Do this:
List every line below that contains the word "folder", matching case exactly. Copy each one in full.

═════ Input records

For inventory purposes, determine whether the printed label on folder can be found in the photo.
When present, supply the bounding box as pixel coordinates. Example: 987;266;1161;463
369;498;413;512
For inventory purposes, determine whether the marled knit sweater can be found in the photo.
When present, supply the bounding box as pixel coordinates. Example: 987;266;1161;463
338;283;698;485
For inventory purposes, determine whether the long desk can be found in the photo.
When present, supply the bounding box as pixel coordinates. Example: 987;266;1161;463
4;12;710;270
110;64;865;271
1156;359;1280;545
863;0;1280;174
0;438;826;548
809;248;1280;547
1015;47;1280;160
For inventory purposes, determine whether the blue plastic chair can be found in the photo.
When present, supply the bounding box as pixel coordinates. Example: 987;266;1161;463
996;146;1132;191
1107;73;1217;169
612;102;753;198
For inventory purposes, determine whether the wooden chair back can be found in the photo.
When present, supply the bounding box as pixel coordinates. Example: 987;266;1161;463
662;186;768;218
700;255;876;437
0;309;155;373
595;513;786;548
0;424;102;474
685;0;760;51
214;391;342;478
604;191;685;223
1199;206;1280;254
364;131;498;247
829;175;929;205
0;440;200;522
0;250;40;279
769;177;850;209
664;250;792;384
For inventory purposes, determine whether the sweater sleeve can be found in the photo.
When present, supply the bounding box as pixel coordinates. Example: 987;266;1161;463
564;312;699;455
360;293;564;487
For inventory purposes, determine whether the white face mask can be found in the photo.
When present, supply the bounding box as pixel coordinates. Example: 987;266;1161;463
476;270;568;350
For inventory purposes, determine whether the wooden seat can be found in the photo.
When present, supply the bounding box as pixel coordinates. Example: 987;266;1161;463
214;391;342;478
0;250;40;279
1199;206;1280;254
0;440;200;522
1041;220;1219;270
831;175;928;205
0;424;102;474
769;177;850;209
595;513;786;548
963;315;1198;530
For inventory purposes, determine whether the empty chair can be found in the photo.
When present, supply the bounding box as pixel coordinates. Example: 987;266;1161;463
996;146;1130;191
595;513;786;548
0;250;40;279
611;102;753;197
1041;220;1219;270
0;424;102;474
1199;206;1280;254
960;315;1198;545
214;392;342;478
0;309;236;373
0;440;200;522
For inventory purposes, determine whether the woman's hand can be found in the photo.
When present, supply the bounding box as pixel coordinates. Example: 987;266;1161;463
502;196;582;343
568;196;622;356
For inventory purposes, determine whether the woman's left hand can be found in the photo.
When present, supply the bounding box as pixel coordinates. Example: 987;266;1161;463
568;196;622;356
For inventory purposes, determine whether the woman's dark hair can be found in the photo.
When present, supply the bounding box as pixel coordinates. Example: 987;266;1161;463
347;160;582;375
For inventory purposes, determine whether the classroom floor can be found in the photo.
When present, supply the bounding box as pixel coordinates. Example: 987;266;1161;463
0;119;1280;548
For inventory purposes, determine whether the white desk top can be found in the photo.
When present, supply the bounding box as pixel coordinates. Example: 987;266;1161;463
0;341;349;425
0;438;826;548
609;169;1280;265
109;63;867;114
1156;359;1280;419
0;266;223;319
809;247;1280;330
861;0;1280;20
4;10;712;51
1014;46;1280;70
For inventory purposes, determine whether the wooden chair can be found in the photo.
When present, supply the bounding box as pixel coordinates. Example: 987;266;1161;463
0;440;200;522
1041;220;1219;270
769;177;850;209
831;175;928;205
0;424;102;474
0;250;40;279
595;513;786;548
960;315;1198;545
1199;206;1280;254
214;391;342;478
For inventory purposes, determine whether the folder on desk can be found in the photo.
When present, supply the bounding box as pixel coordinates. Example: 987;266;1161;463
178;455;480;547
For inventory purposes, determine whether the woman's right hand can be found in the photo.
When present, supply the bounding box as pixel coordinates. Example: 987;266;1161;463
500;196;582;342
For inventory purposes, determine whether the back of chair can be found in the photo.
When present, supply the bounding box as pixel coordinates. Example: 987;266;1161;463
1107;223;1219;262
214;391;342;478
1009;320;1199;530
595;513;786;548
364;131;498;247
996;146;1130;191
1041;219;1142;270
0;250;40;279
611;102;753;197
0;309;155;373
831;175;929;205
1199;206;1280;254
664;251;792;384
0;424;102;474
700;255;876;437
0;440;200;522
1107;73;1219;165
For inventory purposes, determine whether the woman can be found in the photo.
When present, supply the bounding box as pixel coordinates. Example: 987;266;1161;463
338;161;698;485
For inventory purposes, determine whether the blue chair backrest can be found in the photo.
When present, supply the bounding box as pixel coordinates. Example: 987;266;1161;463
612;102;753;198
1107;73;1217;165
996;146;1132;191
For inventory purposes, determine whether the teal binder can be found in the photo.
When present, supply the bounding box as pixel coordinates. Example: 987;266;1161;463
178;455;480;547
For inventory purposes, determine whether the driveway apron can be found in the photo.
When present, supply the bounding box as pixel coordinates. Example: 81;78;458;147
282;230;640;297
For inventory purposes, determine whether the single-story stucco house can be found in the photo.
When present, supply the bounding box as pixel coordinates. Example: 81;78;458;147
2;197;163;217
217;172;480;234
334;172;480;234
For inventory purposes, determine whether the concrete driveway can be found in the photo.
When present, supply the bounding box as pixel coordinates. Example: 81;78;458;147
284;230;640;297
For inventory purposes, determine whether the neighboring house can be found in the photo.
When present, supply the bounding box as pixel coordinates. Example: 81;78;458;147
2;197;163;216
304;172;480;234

══════════

Result below:
For inventory purposes, determine whether the printed label on folder can be found in the photo.
For inventory purposes, determine whether the folder on desk can be found in the photo.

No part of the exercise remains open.